Passage for review →
▶

Bombardier Aviation cutting 2,500 workers as pandemic kills 400,000 worldwide

Company will take a US$40 million charge for 2020 and after rail divestment, will remain solely a business jet maker

Bombardier Challenger 850
(PHOTO: Bombardier)

Bombardier Aviation announced cut its workforce by 2,500 employees as the fallout from the COVID-19 pandemic continues to ground aviation worldwide, forcing airlines and other plane makers and suppliers to cut costs, lay off workers and cut back on production.

A screenshot of the COVID-19 tracking map from Johns Hopkins University taken on 8 June. To access the live site click on the image. (PHOTO: Matt Driskill)

◀

Problems to work on →
1) Answer from the article on Bombardier's job cuts:
(a) How many employees is Bombardier Aviation cutting?
(b) What charge will the company take for 2020?
(c) Whose COVID-19 tracking map appears in the screenshot, and on what date was it taken?
2) In the Bombardier article, shorten the paragraph beginning "Bombardier Aviation announced" while keeping its main facts.
3) Resume the article on Bombardier's job cuts from where it stops.
The data after this come from a separate source.

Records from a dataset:
▶

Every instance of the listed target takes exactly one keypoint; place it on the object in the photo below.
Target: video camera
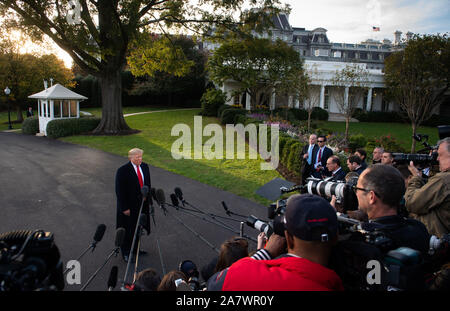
(30, 260)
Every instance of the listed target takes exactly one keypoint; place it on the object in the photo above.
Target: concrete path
(69, 190)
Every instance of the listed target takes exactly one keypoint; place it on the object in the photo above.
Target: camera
(30, 260)
(418, 159)
(342, 190)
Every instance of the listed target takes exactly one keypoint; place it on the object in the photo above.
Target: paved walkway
(68, 189)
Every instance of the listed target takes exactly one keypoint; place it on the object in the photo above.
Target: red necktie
(141, 182)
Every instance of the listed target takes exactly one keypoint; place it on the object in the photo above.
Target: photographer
(379, 190)
(430, 201)
(310, 232)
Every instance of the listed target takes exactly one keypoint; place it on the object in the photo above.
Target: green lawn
(242, 177)
(401, 131)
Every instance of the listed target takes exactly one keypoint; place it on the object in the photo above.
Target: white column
(369, 100)
(248, 101)
(346, 96)
(272, 100)
(322, 97)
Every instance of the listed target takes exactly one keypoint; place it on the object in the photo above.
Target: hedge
(30, 126)
(69, 127)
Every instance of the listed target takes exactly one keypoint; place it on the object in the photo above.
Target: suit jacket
(339, 175)
(326, 153)
(129, 197)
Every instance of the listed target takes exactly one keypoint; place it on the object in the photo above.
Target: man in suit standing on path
(320, 158)
(307, 157)
(130, 178)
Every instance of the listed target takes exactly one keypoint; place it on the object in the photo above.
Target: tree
(185, 69)
(417, 77)
(97, 34)
(261, 67)
(351, 84)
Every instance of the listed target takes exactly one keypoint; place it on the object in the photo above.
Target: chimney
(397, 35)
(409, 35)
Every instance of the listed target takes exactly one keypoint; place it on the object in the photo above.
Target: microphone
(226, 208)
(98, 236)
(179, 194)
(120, 235)
(153, 193)
(144, 191)
(112, 281)
(174, 199)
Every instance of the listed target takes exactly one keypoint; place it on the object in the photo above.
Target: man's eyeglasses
(362, 189)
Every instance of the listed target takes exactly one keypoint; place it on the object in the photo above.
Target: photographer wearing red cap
(310, 232)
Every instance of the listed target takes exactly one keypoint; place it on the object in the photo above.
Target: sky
(351, 21)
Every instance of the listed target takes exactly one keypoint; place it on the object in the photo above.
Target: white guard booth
(56, 102)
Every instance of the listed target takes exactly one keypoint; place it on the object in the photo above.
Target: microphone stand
(136, 232)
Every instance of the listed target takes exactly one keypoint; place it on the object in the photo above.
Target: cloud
(351, 21)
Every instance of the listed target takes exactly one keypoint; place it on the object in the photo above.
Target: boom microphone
(160, 197)
(98, 236)
(112, 281)
(174, 199)
(120, 235)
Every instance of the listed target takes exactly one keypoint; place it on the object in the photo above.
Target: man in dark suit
(130, 178)
(354, 164)
(334, 166)
(320, 158)
(307, 157)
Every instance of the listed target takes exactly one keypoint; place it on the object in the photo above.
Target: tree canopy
(418, 76)
(97, 34)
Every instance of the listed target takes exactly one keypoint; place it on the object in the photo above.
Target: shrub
(319, 114)
(30, 126)
(211, 100)
(357, 141)
(294, 162)
(68, 127)
(228, 115)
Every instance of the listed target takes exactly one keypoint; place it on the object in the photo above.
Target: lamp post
(7, 92)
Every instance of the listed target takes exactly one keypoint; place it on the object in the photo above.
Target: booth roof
(57, 92)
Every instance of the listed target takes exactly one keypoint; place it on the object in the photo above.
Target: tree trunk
(413, 145)
(113, 122)
(347, 125)
(19, 114)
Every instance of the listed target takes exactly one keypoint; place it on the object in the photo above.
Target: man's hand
(414, 171)
(276, 245)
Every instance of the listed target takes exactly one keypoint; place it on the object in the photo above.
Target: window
(57, 109)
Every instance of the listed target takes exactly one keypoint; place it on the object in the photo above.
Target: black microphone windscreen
(112, 281)
(144, 191)
(160, 196)
(174, 199)
(120, 236)
(98, 236)
(179, 193)
(153, 192)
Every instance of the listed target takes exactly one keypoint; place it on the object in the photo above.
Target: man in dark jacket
(130, 178)
(320, 157)
(307, 157)
(310, 232)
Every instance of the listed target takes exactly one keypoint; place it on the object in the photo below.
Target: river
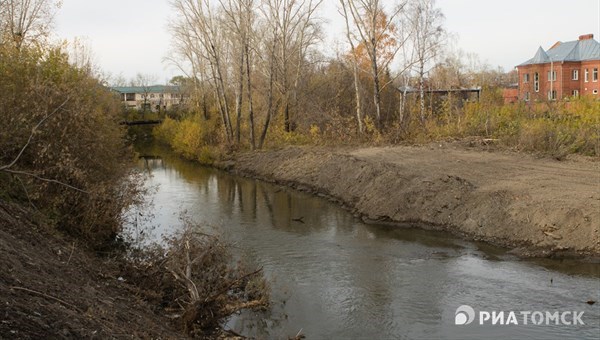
(334, 277)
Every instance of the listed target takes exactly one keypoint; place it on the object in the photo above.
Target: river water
(334, 277)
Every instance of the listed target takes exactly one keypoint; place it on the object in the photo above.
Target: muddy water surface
(332, 276)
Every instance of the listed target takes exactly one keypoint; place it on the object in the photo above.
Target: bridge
(141, 122)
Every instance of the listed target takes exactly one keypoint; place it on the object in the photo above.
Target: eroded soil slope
(540, 207)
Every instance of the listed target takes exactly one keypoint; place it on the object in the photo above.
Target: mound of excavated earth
(539, 207)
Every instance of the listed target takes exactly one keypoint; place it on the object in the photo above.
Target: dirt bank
(538, 207)
(51, 288)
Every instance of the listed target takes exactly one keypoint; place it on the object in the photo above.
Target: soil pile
(539, 207)
(50, 287)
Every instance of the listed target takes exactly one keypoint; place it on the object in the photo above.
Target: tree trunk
(270, 97)
(422, 91)
(239, 98)
(361, 127)
(249, 93)
(376, 87)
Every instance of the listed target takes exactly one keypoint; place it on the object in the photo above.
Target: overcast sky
(130, 36)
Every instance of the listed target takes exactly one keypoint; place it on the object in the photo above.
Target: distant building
(510, 93)
(152, 98)
(568, 69)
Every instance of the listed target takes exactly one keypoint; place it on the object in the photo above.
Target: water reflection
(340, 278)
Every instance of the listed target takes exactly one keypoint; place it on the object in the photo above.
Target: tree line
(256, 63)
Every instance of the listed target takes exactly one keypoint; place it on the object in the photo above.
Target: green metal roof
(146, 89)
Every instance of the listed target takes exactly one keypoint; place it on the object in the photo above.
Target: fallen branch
(5, 167)
(18, 172)
(234, 282)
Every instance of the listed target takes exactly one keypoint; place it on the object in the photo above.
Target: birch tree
(199, 29)
(298, 30)
(371, 29)
(426, 21)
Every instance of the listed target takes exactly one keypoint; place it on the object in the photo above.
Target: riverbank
(537, 207)
(50, 285)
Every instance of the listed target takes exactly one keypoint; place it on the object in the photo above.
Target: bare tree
(426, 21)
(240, 18)
(199, 29)
(23, 21)
(354, 67)
(372, 25)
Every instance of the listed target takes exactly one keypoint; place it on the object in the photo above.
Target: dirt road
(539, 207)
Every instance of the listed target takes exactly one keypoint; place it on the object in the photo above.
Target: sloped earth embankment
(51, 288)
(537, 207)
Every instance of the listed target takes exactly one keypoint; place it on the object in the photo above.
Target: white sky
(130, 36)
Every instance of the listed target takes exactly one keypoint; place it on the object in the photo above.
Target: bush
(196, 277)
(76, 164)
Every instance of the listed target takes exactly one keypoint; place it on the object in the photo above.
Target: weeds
(195, 279)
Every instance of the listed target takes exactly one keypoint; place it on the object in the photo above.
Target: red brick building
(566, 70)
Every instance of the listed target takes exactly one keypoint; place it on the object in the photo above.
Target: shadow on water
(336, 277)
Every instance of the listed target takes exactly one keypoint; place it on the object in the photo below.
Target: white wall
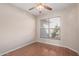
(17, 27)
(69, 28)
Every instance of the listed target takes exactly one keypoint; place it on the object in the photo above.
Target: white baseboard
(27, 43)
(59, 45)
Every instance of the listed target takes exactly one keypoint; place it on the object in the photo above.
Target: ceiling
(35, 12)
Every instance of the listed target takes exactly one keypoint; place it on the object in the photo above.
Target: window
(50, 28)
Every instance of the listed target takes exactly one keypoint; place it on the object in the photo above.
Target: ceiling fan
(41, 6)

◀

Exercise responses →
1)
(a) 2,500 employees.
(b) A US$40 million charge.
(c) Johns Hopkins University's map, taken on 8 June.

2) Bombardier Aviation is cutting 2,500 employees. The COVID-19 pandemic continues to ground aviation worldwide, which is forcing airlines, other plane makers and suppliers to cut costs, lay off workers and reduce production.

3)
When the pandemic first arose, Bombardier Aviation responded quickly, suspending manufacturing operations to support local government efforts to slow the spread of the virus and to protect the health and safety of employees, partners and customers, the company said in a statement. “Now with business jet deliveries, industry-wide, forecasted to be down approximately 30 percent year-over-year due to the pandemic, Bombardier must adjust its operations and workforce to ensure that it emerges from the current crisis on solid footing”.

Bombardier’s Global 7500 is its newest jet and the company had big hopes for it before COVID-19 hit. (PHOTO: Bombardier Aviation)
David Coleal, president of Bombardier Aviation. (PHOTO: Bombardier Aviation)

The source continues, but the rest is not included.